Below are the records. Restate word for word every line from the one that contains "of the blonde" through the final line, both included.

===== Task inputs =====

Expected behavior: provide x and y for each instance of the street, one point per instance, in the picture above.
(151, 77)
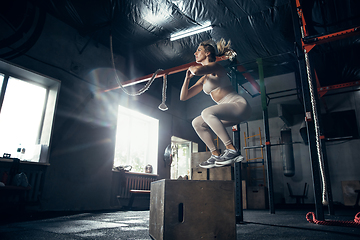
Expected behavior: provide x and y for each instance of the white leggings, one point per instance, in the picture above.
(230, 110)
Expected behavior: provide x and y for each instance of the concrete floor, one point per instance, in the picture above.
(133, 225)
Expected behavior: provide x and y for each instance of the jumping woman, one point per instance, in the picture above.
(231, 108)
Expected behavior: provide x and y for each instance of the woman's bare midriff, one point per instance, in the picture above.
(218, 94)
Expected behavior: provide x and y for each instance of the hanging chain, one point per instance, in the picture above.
(316, 123)
(147, 85)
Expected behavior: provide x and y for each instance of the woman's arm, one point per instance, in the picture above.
(212, 68)
(187, 92)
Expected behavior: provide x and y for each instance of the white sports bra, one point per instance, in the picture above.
(211, 84)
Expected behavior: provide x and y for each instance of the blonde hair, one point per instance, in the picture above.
(220, 48)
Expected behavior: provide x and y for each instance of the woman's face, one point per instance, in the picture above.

=====

◆ **Your solution**:
Expected behavior: provide x and y for each instance of the blonde hair, one point per instance, in the picture above.
(220, 48)
Expected behavior: provide x and y for each instance of the woman's face, one point per instance, in the picture above.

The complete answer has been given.